▸ TASK OBJECTIVE
Reproduce every line of the records below, requests included, and scale each coordinate in the answers by 0.6, rounding to whole numbers with halves rounded up. Leave the pictures out of your reply.

┌──

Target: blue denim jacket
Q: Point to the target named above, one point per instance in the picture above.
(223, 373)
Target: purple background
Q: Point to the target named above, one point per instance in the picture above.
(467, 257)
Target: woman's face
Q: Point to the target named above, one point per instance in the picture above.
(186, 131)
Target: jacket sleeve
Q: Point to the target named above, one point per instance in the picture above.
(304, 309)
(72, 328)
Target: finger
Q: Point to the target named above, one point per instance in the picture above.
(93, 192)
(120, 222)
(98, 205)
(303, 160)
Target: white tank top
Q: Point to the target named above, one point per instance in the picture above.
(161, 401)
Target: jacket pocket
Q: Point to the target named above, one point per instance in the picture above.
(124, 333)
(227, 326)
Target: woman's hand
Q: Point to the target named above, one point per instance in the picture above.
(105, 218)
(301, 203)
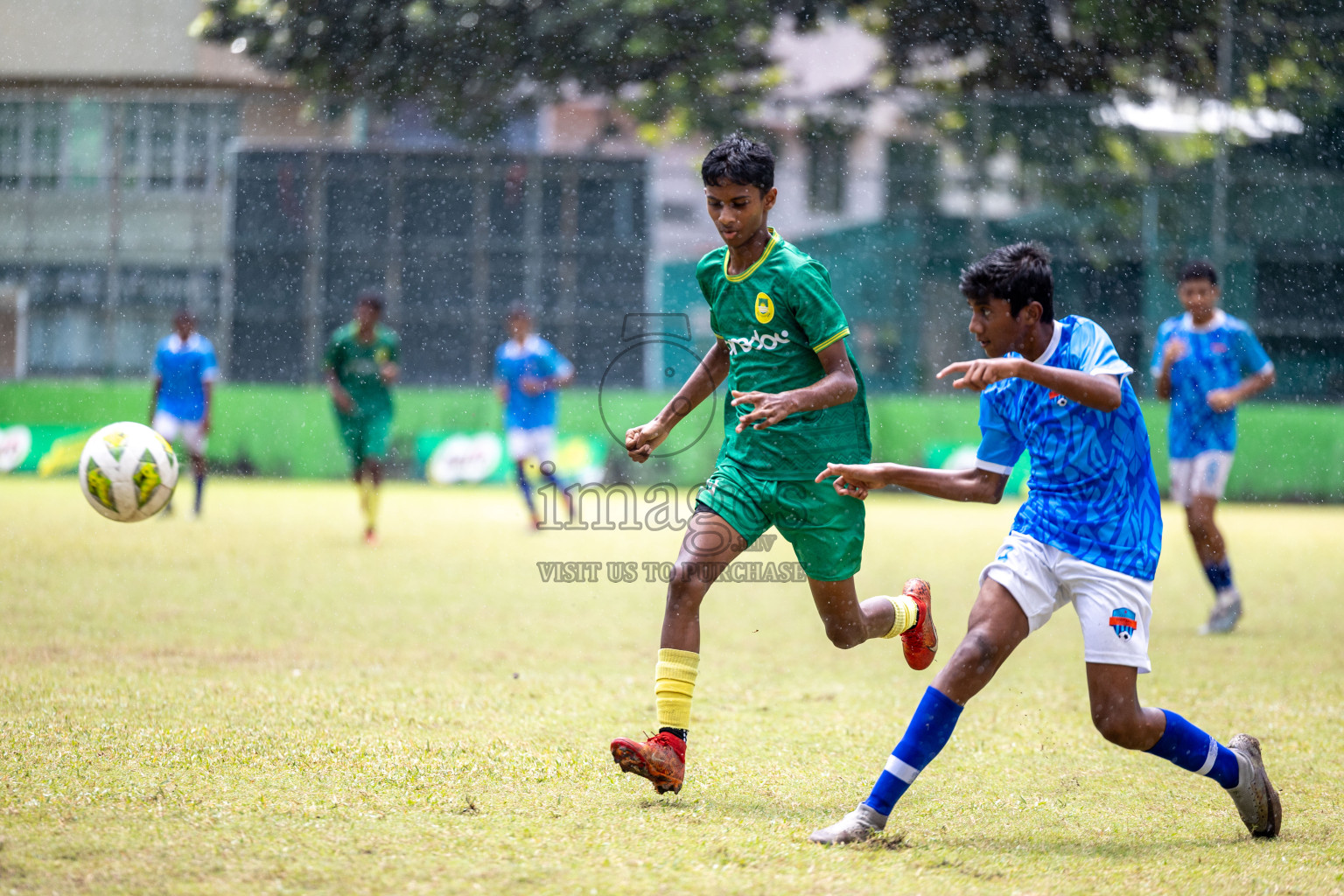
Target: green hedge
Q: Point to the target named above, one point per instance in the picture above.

└──

▸ THE RESULT
Target: blue denim jacket
Q: Point to the target named above, one point per instance in the picture above.
(134, 224)
Target: purple background
Q: Point to the target named above, one point per instance in the picture above.
(280, 154)
Target: woman's face
Q: Point to the target named above, one point per instance in the picture above.
(112, 79)
Target: jacket sleeve
Q: Point to the target named above, one point per instance in the picture above.
(182, 185)
(43, 197)
Target: finger
Q: Point to the target named above, one point per instance in the picture above.
(56, 115)
(72, 133)
(59, 123)
(182, 96)
Target: white tank top
Q: Point to the target named above, one point per instance in the picture above.
(97, 241)
Target: jacket pocket
Q: Point to the target named above, one point per instance in the picture above.
(74, 200)
(136, 196)
Target: woman's hand
Q: Point to the target named above, one point per instance in the picture above.
(63, 131)
(181, 122)
Target: green hedge
Q: Point to the target named above, one point per instance in the picture above.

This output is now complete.